Excerpted text:
·····

The National Health Service is largely funded through national and regional taxes, supplemented by co-payments for pharmaceuticals and outpatient care. Patient co-payments for pharmaceuticals were first introduced in 1978 and are regulated at both national and regional level. In Italy the most important bodies to be aware of are:

The Ministry of Health fulfils the function of the overall steward of the health system and defines the livelli essenziali di assistenza (or essential level of care, LEA) to be delivered across the country.

The Italian Medicines Agency (AIFA) is the national authority responsible for drugs regulation in Italy. AIFA approves the pharmaceuticals that can be produced, used and marketed in Italy and authorizes clinical trials.

Regional health agencies (ASR) of which there are 21 (19 Regions and 2 Autonomous Provinces). The regions have full jurisdiction on health care, carrying out goal-setting and planning; funding their spending through regional taxes and user charges. They are free to decide whether to keep the purchasing role at the ASR level or transfer it to the ASLs.

Local health authorities (ASL). ASLs funding varies from region to region (see above). ASLs are further divided into Districts; each District has coverage of approximately 60,000 people. In 2012 there were 143 ASLs and 826 Districts in the SSN.

Key Processes

AIFA is responsible for the economic assessment of the drug and for negotiating at a national level pricing and reimbursement.

  • Economic evaluation is carried out by the Technical Scientific Committee (CTS) who deliver a consultative opinion on the drug and provides the classification for reimbursement.
  • The Prices and Reimbursement Committee (CPR) negotiates with pharmaceutical companies the prices of medicinal products reimbursed by the National Health Service based on the classification provided by CTS.
  • There are also 6 advisory committees covering the major therapeutic areas, each comprised of up to seven members who are leading clinical experts in their fields. The committees contribute to the work of the agency’s technical scientific commission (CTS) and its pricing and reimbursement committee (CPR) by carrying out evaluations and providing opinions on regulatory and scientific matters.

·····

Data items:
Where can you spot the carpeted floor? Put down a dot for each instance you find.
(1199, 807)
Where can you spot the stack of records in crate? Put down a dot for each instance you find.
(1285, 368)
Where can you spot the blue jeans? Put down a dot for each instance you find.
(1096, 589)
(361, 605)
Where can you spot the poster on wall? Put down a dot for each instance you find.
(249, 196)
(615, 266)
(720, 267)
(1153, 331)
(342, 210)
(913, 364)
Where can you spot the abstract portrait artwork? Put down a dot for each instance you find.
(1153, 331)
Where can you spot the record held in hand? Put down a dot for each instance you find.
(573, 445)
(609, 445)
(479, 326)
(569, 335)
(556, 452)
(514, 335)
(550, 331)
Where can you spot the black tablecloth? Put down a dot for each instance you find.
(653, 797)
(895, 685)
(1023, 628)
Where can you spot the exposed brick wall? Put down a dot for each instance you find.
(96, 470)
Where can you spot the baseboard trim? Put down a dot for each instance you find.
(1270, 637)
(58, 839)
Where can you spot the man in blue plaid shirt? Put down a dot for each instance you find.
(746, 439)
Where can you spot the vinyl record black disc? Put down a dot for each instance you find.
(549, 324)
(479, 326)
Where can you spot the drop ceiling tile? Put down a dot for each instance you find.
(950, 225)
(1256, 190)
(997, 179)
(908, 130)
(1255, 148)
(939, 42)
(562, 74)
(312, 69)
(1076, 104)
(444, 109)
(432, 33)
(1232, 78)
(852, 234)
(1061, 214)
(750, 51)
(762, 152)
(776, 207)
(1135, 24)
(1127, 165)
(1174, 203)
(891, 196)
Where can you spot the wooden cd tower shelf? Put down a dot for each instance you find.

·····

From the passage on Italy's health system, copy out word for word the part that opens with the words containing "Local health authorities" and closes with "pricing and reimbursement.".

Expected answer:
Local health authorities (ASL). ASLs funding varies from region to region (see above). ASLs are further divided into Districts; each District has coverage of approximately 60,000 people. In 2012 there were 143 ASLs and 826 Districts in the SSN.

Key Processes

AIFA is responsible for the economic assessment of the drug and for negotiating at a national level pricing and reimbursement.